» Material provided:
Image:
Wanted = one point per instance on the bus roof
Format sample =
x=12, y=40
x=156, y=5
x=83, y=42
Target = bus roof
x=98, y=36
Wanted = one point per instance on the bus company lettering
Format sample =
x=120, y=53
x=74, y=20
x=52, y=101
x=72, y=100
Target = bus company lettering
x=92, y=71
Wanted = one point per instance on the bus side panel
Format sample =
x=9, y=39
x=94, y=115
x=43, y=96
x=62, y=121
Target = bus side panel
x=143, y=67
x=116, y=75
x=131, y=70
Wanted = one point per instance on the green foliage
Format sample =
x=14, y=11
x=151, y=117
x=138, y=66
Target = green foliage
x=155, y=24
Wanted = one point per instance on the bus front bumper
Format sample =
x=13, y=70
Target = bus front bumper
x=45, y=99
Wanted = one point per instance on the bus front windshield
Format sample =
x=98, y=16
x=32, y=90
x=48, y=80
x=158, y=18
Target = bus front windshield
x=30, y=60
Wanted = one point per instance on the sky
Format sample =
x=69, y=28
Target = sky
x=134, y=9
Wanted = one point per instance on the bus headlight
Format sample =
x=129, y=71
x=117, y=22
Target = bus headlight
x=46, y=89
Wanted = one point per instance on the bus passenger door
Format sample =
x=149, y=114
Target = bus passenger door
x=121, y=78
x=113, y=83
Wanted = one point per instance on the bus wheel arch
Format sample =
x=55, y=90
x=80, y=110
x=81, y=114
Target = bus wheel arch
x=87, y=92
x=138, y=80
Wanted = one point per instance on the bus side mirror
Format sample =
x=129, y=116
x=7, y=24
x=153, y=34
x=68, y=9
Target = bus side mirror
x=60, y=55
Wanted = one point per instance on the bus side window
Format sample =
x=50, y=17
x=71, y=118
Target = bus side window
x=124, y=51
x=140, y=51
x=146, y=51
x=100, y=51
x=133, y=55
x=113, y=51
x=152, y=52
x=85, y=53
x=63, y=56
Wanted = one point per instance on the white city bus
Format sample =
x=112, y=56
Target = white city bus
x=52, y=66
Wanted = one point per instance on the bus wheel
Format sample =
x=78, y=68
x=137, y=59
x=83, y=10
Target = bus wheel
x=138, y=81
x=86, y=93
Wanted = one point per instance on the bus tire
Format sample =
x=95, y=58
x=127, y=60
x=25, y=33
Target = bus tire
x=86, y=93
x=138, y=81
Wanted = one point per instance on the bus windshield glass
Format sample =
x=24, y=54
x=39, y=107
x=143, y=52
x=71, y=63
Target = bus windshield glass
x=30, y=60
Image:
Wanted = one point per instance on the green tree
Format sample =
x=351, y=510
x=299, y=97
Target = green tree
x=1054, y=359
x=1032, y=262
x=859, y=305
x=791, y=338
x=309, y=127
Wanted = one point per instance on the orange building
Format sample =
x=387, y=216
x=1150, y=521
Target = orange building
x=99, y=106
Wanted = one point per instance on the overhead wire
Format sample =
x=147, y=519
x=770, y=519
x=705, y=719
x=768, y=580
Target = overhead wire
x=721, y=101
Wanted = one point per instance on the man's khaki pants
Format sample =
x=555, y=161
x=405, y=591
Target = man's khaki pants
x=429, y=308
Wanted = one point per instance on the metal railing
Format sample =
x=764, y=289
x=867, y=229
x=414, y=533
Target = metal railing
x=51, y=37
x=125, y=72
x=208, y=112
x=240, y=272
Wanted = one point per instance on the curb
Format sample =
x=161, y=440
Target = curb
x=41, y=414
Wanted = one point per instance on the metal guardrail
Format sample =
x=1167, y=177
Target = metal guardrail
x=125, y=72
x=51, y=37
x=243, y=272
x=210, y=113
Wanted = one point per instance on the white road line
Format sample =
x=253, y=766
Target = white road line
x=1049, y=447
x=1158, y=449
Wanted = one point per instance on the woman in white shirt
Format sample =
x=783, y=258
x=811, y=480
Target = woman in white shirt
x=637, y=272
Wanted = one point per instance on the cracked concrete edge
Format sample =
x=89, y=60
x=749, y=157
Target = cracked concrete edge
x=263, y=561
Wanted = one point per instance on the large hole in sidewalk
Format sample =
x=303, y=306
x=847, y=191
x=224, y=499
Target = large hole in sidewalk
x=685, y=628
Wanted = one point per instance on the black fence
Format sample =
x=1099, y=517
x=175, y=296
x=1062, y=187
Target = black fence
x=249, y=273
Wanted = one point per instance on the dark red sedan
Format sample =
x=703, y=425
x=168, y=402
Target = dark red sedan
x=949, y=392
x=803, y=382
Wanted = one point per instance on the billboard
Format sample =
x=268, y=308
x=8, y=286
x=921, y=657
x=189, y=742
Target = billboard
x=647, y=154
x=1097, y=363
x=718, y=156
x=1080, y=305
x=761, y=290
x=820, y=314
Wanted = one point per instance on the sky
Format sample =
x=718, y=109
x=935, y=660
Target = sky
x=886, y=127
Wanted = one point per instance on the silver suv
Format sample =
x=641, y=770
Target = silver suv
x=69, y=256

» The problem:
Copy the records above exactly.

» Answer to the problem:
Image:
Wanted = one point per instance on the bus roof
Format sample =
x=12, y=40
x=156, y=5
x=83, y=42
Target = bus roof
x=98, y=36
Wanted = one point per instance on the bus company lettering
Format sample =
x=120, y=53
x=74, y=20
x=52, y=101
x=72, y=100
Target = bus company lettering
x=92, y=71
Wanted = one point per instance on the bus side panel
Format sample =
x=9, y=39
x=94, y=115
x=43, y=96
x=62, y=121
Target = bus side panel
x=143, y=67
x=116, y=75
x=131, y=70
Wanted = one point per instance on the green foliage
Format sample =
x=14, y=11
x=151, y=117
x=138, y=66
Target = green foliage
x=155, y=24
Wanted = one point per instance on the bus front bumper
Format sample =
x=13, y=70
Target = bus front bumper
x=45, y=99
Wanted = one point per instance on the bus front windshield
Format sample =
x=98, y=16
x=32, y=90
x=48, y=80
x=158, y=18
Target = bus front windshield
x=30, y=60
Wanted = one point per instance on the sky
Format sample =
x=69, y=28
Target = sky
x=134, y=9
Wanted = one point per instance on the bus headlight
Format sample =
x=129, y=71
x=117, y=22
Target = bus headlight
x=46, y=89
Wanted = one point per instance on the bus passenger door
Format sample =
x=149, y=114
Target = bus passenger door
x=121, y=78
x=113, y=83
Wanted = one point per instance on the bus wheel arch
Format sample =
x=55, y=90
x=80, y=110
x=81, y=114
Target = bus wheel arch
x=87, y=92
x=138, y=80
Wanted = one point per instance on the bus side mirror
Format sample =
x=129, y=116
x=7, y=24
x=153, y=34
x=68, y=9
Target = bus side mirror
x=60, y=55
Wanted = one point per instance on the bus side window
Format sample =
x=50, y=17
x=71, y=118
Target = bus side window
x=124, y=51
x=140, y=51
x=146, y=51
x=100, y=51
x=133, y=55
x=113, y=51
x=152, y=52
x=85, y=53
x=63, y=56
Wanted = one point per instance on the white city bus
Format sample =
x=112, y=56
Target = white city bus
x=52, y=66
Wanted = one point per instance on the bus wheel
Format sample =
x=78, y=68
x=137, y=59
x=83, y=10
Target = bus wheel
x=138, y=81
x=86, y=93
Wanted = one point per instance on the bus tire
Format sample =
x=95, y=58
x=127, y=60
x=25, y=33
Target = bus tire
x=86, y=93
x=138, y=81
Wanted = one point per instance on the bus windshield glass
Format sample =
x=24, y=54
x=39, y=107
x=143, y=52
x=71, y=63
Target = bus windshield glass
x=30, y=60
Image:
Wanted = one point per instance on the green tree
Format sample =
x=351, y=510
x=299, y=97
Target = green tree
x=1054, y=359
x=1032, y=262
x=859, y=305
x=791, y=338
x=309, y=127
Wanted = one point per instance on the orange building
Format sample =
x=387, y=216
x=1150, y=521
Target = orange building
x=99, y=106
Wanted = one point per instance on the overhead wire
Format sample =
x=147, y=519
x=770, y=519
x=705, y=719
x=768, y=580
Target = overhead wire
x=721, y=101
Wanted = one point per instance on the man's khaki pants
Format sample =
x=555, y=161
x=405, y=591
Target = man's khaki pants
x=429, y=308
Wanted = one point per instance on the metal railing
Format sample =
x=764, y=289
x=867, y=229
x=414, y=533
Target = metal railing
x=51, y=37
x=125, y=72
x=208, y=112
x=240, y=272
Wanted = one point per instance on the curb
Format sample =
x=161, y=440
Target = curb
x=41, y=414
Wanted = one point per instance on the metal guardrail
Format sample =
x=1167, y=177
Target = metal guardrail
x=125, y=72
x=51, y=37
x=243, y=272
x=210, y=113
Wanted = one point per instance on the white road line
Format sample =
x=253, y=766
Target = white road line
x=1049, y=447
x=1158, y=449
Wanted = one point per instance on the woman in white shirt
Format sample =
x=783, y=258
x=811, y=480
Target = woman in white shirt
x=637, y=272
Wanted = one point per instance on the cracked concrete edge
Format sample =
x=89, y=60
x=749, y=157
Target = cracked concrete edge
x=263, y=561
Wanted = one point per instance on the large hole in sidewalk
Format sample =
x=303, y=306
x=847, y=191
x=224, y=499
Target = large hole in sidewalk
x=685, y=628
Wanted = one point per instance on the black fence
Format sample =
x=1099, y=517
x=175, y=296
x=1062, y=187
Target = black fence
x=249, y=273
Wanted = one point per instance on the dark red sedan
Format sample =
x=703, y=425
x=168, y=402
Target = dark red sedan
x=949, y=392
x=803, y=382
Wanted = one point per instance on the billboard
Format sample =
x=268, y=308
x=8, y=286
x=921, y=657
x=189, y=742
Target = billboard
x=647, y=154
x=1097, y=363
x=718, y=156
x=1080, y=305
x=761, y=290
x=820, y=314
Wanted = one point per instance on the sky
Format sample =
x=718, y=109
x=935, y=660
Target = sky
x=886, y=127
Wanted = one point per instance on the silver suv
Format sample =
x=641, y=770
Target = silver suv
x=69, y=256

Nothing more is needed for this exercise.